■ Exercise aim ■
Return exactly the span of lines that opens with the line containing "-- sample [462,27]." and closes with the last line of the data, inclusive.

■ The input ■
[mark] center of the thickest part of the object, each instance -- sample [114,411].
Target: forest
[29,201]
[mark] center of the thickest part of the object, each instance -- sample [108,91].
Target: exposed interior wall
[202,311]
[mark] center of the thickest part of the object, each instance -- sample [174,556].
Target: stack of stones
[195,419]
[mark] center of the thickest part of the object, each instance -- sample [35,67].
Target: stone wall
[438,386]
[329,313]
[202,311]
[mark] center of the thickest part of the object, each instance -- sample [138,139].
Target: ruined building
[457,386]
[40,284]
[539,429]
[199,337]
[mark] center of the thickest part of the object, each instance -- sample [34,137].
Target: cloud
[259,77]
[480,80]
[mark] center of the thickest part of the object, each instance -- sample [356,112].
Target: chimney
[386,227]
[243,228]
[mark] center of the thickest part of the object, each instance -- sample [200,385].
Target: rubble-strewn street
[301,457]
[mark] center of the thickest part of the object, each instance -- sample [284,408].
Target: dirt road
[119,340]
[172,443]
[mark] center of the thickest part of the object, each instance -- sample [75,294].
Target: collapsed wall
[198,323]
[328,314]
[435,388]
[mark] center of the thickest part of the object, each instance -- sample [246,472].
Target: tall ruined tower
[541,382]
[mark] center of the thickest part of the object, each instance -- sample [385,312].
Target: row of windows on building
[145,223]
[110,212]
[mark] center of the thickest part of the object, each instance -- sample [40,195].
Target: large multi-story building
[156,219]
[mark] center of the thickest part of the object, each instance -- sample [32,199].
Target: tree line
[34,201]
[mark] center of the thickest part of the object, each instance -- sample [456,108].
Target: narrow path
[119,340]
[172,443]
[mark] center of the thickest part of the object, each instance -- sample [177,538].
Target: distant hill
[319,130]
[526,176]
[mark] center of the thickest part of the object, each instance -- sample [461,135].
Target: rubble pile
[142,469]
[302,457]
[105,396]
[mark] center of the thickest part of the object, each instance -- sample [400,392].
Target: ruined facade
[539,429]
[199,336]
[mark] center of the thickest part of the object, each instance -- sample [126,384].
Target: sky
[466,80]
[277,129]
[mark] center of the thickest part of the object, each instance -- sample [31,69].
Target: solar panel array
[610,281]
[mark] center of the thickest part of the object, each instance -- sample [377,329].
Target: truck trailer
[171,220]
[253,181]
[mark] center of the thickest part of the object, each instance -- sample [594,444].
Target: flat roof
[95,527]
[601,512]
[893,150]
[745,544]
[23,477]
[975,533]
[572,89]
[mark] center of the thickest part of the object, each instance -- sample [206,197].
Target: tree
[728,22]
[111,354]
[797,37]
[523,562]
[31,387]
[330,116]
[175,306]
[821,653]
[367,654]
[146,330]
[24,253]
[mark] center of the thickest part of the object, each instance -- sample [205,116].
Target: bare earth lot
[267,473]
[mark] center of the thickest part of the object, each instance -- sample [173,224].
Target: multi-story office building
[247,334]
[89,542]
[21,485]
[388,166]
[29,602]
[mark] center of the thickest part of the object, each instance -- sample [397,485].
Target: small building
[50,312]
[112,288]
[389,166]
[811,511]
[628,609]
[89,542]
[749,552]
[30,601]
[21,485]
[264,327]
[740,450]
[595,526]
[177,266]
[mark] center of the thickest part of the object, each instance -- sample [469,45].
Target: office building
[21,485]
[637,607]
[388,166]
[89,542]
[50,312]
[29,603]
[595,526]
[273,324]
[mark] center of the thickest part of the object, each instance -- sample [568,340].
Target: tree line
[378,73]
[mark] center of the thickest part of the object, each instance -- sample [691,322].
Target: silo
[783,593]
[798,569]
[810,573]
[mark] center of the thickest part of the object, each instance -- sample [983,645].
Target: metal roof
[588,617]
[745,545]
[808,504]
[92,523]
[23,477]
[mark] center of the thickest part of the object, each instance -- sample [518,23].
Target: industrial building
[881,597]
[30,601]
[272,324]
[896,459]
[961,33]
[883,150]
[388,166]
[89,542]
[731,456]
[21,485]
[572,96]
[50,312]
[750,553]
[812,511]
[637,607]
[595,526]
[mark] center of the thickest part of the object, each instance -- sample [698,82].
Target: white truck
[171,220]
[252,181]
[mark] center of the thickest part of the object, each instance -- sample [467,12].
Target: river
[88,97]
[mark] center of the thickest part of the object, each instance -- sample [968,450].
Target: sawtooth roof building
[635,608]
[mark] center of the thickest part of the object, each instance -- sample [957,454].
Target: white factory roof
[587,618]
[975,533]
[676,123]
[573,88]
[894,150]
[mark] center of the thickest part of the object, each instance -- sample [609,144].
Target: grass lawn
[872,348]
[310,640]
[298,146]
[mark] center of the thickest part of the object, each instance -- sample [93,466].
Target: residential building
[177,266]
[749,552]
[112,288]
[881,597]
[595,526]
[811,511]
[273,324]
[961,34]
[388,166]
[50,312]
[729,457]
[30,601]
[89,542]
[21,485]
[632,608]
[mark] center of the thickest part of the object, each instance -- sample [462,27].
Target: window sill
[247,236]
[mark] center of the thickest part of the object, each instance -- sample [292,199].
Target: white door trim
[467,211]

■ Written answer ■
[mark] center of the thickest part of the object, each instance -- sample [462,27].
Target: window sill
[247,236]
[mark] center of the thickest part of the object, each instance -- sample [292,199].
Target: white door trim
[467,211]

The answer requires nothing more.